**Short task:** Rewrite the lines below as a numbered list, skipping any blank ones.

**Exercise material:**
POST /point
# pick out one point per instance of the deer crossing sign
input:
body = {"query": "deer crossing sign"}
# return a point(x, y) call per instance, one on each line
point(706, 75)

**Task answer:**
1. POST /point
2. # pick out one point per instance of the deer crossing sign
3. input:
4. body = {"query": "deer crossing sign"}
5. # return a point(x, y) call per instance, one on each line
6. point(706, 75)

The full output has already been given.